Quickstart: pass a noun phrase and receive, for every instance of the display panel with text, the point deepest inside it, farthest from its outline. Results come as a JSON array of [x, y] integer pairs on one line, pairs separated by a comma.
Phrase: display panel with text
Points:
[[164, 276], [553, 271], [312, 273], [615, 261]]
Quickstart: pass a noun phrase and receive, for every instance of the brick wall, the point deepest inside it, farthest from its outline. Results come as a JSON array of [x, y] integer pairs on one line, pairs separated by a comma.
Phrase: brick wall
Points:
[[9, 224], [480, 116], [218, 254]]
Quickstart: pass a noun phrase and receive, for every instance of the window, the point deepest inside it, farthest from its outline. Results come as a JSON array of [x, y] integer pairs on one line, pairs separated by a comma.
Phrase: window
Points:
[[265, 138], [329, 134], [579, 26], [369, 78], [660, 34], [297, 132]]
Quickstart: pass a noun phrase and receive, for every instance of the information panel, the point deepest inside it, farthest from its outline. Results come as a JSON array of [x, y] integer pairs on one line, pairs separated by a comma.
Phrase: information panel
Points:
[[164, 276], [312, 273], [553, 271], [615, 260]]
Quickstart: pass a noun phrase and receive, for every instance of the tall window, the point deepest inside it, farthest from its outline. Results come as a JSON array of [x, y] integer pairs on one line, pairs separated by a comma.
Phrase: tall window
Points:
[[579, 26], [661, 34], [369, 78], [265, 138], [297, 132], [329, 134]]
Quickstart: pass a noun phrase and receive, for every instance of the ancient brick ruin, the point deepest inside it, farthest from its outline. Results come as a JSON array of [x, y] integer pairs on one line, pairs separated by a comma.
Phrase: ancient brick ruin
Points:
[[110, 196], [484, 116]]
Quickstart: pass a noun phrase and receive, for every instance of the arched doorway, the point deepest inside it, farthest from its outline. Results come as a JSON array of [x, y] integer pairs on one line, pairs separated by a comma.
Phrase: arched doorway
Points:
● ● ● ● ● ● ●
Instructions to follow: Each line in the records above with "wall" must be returned.

Written solution:
Quickstart: pass a noun phrase and receive, for every instance of the brick wall, the point deepest inside it, farthest from its outline. Results come as a JSON array of [x, y] integer pairs on one line, pairs separated by a comma.
Phrase: brick wall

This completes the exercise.